## Records shown
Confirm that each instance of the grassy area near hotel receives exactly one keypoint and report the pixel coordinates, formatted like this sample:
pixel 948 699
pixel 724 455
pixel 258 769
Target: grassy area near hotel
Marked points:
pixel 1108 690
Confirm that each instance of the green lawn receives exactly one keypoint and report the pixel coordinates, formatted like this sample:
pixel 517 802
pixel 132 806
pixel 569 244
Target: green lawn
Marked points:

---

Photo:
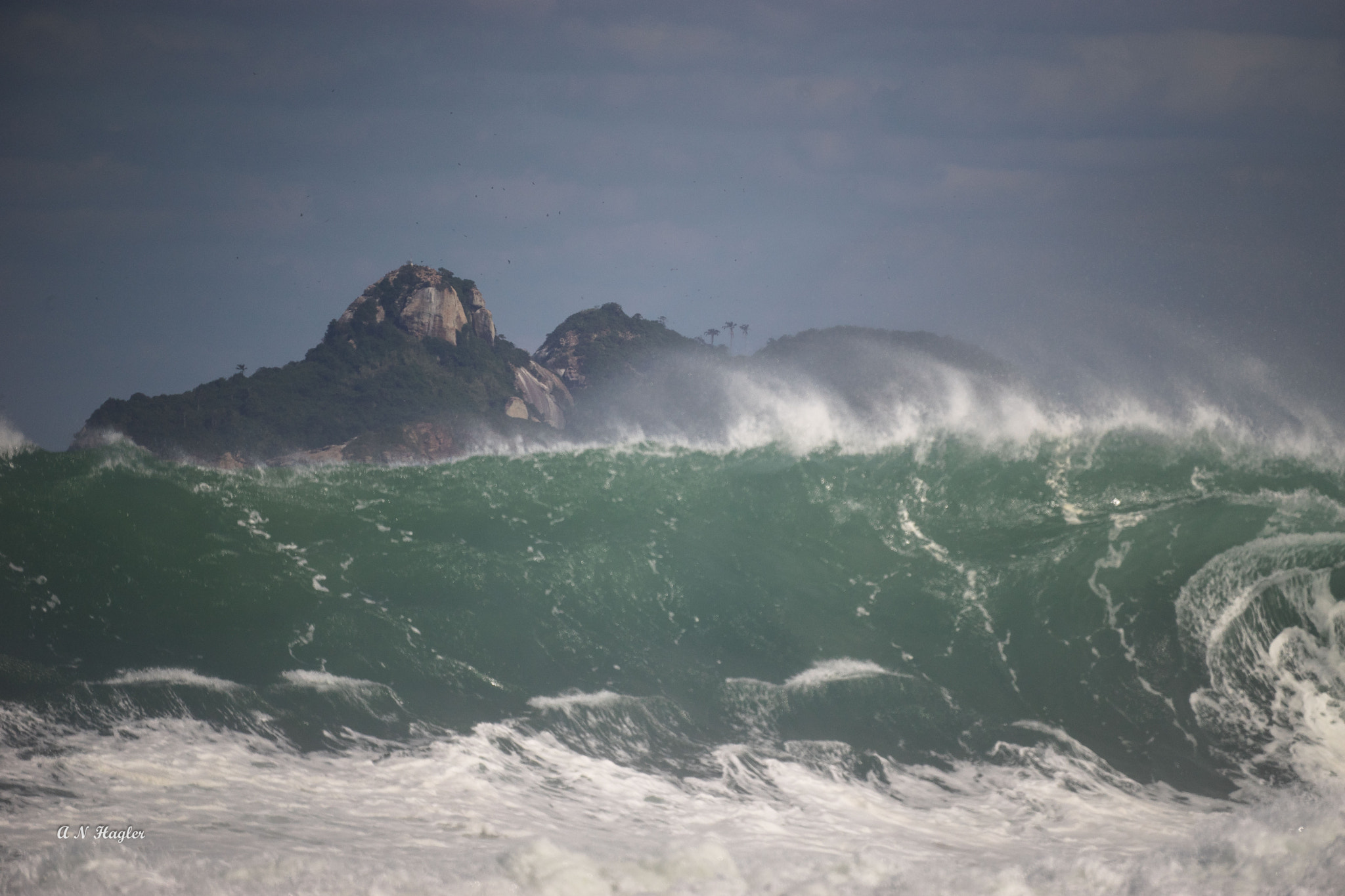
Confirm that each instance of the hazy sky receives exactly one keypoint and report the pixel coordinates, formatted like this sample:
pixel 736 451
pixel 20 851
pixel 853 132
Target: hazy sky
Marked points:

## Exercise prompt
How many lines in the listing above contain the string "exactly"? Answer with the number only.

## Response
3